- What you are asked to do:
Ignoring the images, restate the records below word for word.

- Supplied data:
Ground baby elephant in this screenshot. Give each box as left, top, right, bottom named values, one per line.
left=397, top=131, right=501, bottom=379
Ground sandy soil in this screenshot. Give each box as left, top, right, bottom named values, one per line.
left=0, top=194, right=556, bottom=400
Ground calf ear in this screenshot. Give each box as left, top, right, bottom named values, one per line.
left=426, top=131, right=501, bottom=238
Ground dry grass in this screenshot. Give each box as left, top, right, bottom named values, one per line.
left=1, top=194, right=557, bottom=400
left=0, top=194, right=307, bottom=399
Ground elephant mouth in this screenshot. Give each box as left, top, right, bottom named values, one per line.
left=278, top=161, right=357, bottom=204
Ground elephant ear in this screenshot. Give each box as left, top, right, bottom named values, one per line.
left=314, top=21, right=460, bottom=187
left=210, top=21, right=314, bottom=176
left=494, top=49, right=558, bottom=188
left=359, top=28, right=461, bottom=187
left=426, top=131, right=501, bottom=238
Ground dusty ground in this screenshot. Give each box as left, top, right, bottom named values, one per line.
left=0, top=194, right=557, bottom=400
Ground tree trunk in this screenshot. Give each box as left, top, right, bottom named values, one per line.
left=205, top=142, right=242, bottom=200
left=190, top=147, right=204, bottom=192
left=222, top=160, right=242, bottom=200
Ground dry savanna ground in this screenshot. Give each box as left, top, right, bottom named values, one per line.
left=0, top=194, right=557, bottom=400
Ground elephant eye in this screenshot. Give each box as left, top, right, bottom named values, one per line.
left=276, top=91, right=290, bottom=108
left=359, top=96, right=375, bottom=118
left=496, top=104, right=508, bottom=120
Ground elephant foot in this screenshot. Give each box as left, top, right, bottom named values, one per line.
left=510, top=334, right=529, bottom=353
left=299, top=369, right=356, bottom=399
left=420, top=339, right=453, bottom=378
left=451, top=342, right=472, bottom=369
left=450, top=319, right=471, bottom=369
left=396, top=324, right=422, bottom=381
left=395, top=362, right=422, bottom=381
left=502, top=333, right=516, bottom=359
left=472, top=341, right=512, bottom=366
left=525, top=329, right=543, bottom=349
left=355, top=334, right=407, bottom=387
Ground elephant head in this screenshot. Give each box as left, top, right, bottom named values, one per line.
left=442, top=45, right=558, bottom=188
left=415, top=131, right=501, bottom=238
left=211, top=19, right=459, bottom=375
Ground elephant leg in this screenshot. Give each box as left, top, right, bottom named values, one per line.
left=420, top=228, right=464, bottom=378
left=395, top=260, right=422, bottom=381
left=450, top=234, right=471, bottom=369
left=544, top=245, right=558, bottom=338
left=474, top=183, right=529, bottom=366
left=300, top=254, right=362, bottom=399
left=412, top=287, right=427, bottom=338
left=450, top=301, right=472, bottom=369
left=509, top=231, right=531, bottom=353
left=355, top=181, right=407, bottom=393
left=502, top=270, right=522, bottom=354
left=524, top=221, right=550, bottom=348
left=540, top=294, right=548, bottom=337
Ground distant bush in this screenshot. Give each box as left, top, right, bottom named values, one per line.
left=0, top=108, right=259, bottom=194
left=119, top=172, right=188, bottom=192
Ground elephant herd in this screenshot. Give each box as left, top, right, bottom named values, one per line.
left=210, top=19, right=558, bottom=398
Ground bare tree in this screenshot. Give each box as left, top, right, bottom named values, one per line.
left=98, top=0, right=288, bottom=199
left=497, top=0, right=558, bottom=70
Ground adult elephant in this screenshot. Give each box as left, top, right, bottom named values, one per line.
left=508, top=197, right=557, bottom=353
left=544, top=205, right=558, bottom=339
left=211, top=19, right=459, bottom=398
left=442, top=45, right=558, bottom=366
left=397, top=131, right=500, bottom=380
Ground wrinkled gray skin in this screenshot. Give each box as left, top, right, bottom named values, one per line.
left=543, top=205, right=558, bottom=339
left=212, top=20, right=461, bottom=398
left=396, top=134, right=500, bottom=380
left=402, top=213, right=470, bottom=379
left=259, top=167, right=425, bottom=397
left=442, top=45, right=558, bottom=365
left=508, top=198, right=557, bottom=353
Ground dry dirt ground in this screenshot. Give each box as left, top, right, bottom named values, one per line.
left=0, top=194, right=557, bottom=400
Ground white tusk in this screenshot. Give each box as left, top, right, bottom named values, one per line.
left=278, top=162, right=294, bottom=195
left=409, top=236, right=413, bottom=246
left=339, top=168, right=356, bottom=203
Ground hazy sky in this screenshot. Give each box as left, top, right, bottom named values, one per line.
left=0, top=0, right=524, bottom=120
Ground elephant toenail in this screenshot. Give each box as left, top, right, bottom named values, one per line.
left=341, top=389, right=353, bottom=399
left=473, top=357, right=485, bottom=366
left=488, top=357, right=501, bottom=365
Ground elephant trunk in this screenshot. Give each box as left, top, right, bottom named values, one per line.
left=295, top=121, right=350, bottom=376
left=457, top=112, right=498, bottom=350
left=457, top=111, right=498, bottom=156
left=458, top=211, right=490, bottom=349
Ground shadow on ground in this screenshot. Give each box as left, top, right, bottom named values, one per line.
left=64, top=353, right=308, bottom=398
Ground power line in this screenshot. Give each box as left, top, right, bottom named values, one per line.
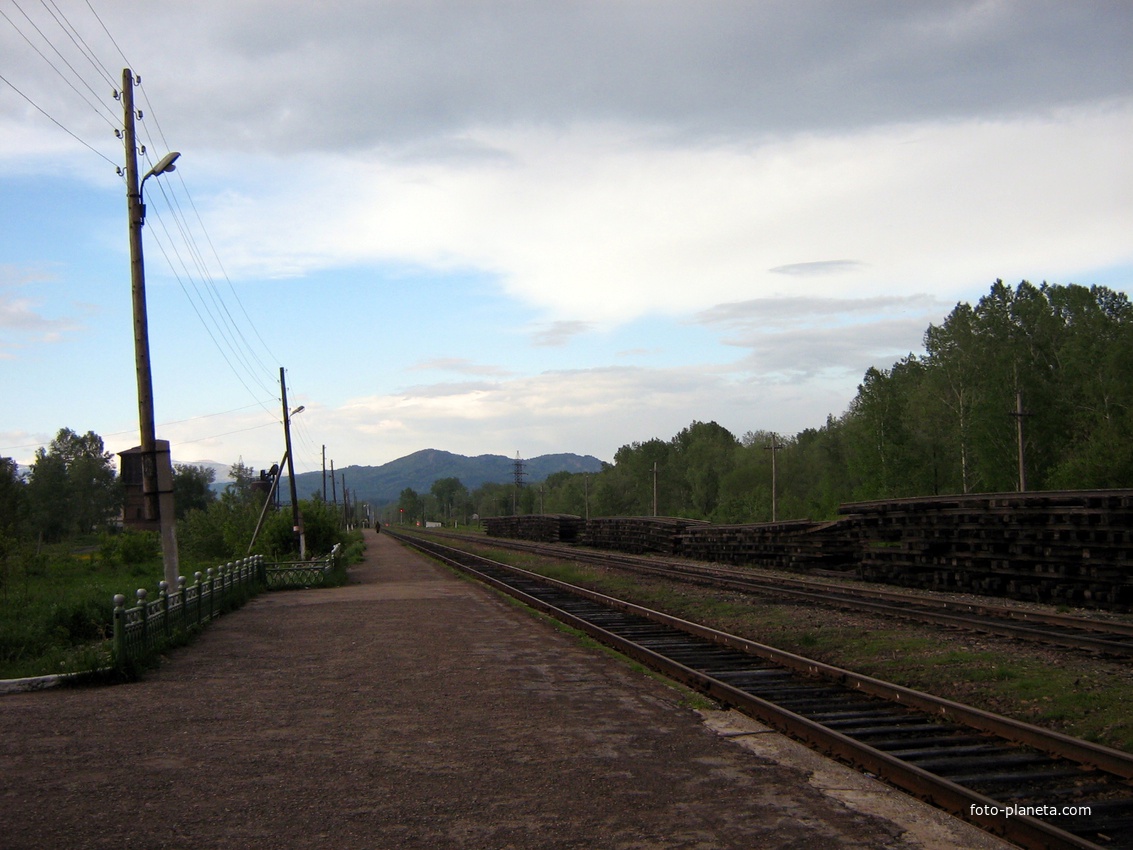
left=0, top=69, right=119, bottom=168
left=41, top=0, right=119, bottom=89
left=4, top=3, right=296, bottom=442
left=143, top=181, right=278, bottom=400
left=1, top=2, right=119, bottom=129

- Answer section:
Ground baby elephant in this screenshot. Give each box as left, top, right, bottom named values, one per line.
left=397, top=131, right=501, bottom=379
Ground sandy soil in this screenshot. Give each box as left, top, right, bottom named values, one per line.
left=0, top=194, right=556, bottom=400
Ground calf ear in this screenshot. Give each box as left, top, right, bottom named values, one per line.
left=426, top=131, right=501, bottom=238
Ground dry grass in this screenshot. Give each box as left, top, right, bottom named values, one per line.
left=1, top=194, right=557, bottom=400
left=0, top=194, right=307, bottom=399
Ground elephant mouth in this screenshot. Give each box as left, top, right, bottom named values, one per line.
left=278, top=161, right=357, bottom=204
Ground elephant ear in this screenshot. Give each box as left, top, right, bottom named values, one per line.
left=314, top=21, right=460, bottom=187
left=210, top=21, right=314, bottom=176
left=494, top=49, right=558, bottom=188
left=359, top=28, right=461, bottom=187
left=426, top=131, right=501, bottom=238
Ground dusty ground in this screenshot. Give each box as left, top, right, bottom named values, one per line.
left=0, top=194, right=557, bottom=400
Ground tree trunk in this screenshot. Give each box as left, top, right, bottom named values, one per line.
left=205, top=142, right=242, bottom=200
left=190, top=147, right=204, bottom=192
left=222, top=160, right=242, bottom=200
Ground dry savanna ground in this screenshot. Give each box as left, top, right, bottom named values, one per line.
left=0, top=194, right=557, bottom=400
Ground elephant eye in this screenshot. Give each box as left, top, right, bottom named values, one per line.
left=276, top=91, right=290, bottom=108
left=359, top=96, right=375, bottom=118
left=496, top=104, right=508, bottom=120
Ground elephant foot in this screenshot. Give each box as left, top, right, bottom named values, one per line.
left=510, top=334, right=529, bottom=353
left=299, top=369, right=356, bottom=399
left=420, top=339, right=453, bottom=378
left=451, top=342, right=472, bottom=369
left=450, top=319, right=471, bottom=369
left=396, top=324, right=422, bottom=381
left=395, top=362, right=422, bottom=381
left=502, top=333, right=516, bottom=359
left=472, top=341, right=512, bottom=366
left=525, top=329, right=543, bottom=349
left=355, top=334, right=407, bottom=387
Ground elephant head in this screenshot. Give each box as left, top, right, bottom named values, one per line.
left=442, top=45, right=558, bottom=188
left=415, top=131, right=501, bottom=238
left=211, top=19, right=459, bottom=375
Ground elephant leg in this screenshot. Give each box as left, top, right, bottom named values, one per line.
left=420, top=228, right=464, bottom=378
left=395, top=260, right=422, bottom=381
left=450, top=234, right=471, bottom=369
left=544, top=245, right=558, bottom=338
left=474, top=183, right=529, bottom=366
left=300, top=254, right=362, bottom=399
left=412, top=287, right=427, bottom=338
left=450, top=301, right=472, bottom=369
left=509, top=231, right=531, bottom=353
left=355, top=181, right=407, bottom=393
left=502, top=270, right=522, bottom=354
left=524, top=221, right=550, bottom=348
left=540, top=294, right=548, bottom=337
Ground distant bush in this screenshot. Give each box as left, top, right, bottom named values, one per line.
left=0, top=108, right=259, bottom=194
left=119, top=172, right=188, bottom=192
Ground elephant herd in this screenshot. Give each box as left, top, right, bottom named values, one per line.
left=210, top=19, right=558, bottom=398
Ground bare tree in this screenshot. Give each box as left, top, right, bottom named values, one per line.
left=98, top=0, right=288, bottom=199
left=497, top=0, right=558, bottom=70
Ground adult elephant in this screenshot. Give each box as left, top, right, bottom named values, one per line.
left=508, top=197, right=557, bottom=353
left=544, top=205, right=558, bottom=339
left=211, top=19, right=459, bottom=398
left=442, top=45, right=558, bottom=366
left=397, top=131, right=500, bottom=380
Ground wrinkled gray skin in this screenshot. Give each box as left, top, right, bottom named values, one per line.
left=543, top=205, right=558, bottom=339
left=212, top=20, right=461, bottom=398
left=396, top=134, right=500, bottom=380
left=402, top=213, right=470, bottom=379
left=259, top=167, right=425, bottom=397
left=442, top=45, right=558, bottom=365
left=508, top=198, right=557, bottom=353
Ground dry dirt ground in this screenshot. Give each box as left, top, right, bottom named values, one per line.
left=0, top=194, right=557, bottom=400
Ground white tusk in this screenshot. Give each box as left, top, right, bottom named values, one per line.
left=278, top=162, right=294, bottom=195
left=409, top=236, right=413, bottom=246
left=339, top=168, right=356, bottom=203
Ground hazy sky in this screenshot. Give each box as left, top, right, bottom named values, one per line.
left=0, top=0, right=524, bottom=120
Ground elephant toenail in this screenshot. Give each box as left, top, right, bottom named values, one per line.
left=341, top=389, right=353, bottom=399
left=473, top=357, right=485, bottom=366
left=488, top=357, right=501, bottom=365
Ground elephant trunk in this screenshot. Give each box as left, top, right, bottom named values, one per line.
left=295, top=121, right=350, bottom=376
left=457, top=112, right=498, bottom=350
left=457, top=111, right=498, bottom=156
left=458, top=211, right=490, bottom=349
Ground shadow on ground in this screenshot. Give each box as left, top, right, bottom named values, one per line.
left=64, top=353, right=308, bottom=398
Ground power line in this screenshot. Give each box as left, top, right, bottom named values, one per line.
left=0, top=69, right=119, bottom=168
left=41, top=0, right=119, bottom=89
left=4, top=3, right=296, bottom=442
left=143, top=181, right=278, bottom=400
left=1, top=2, right=119, bottom=129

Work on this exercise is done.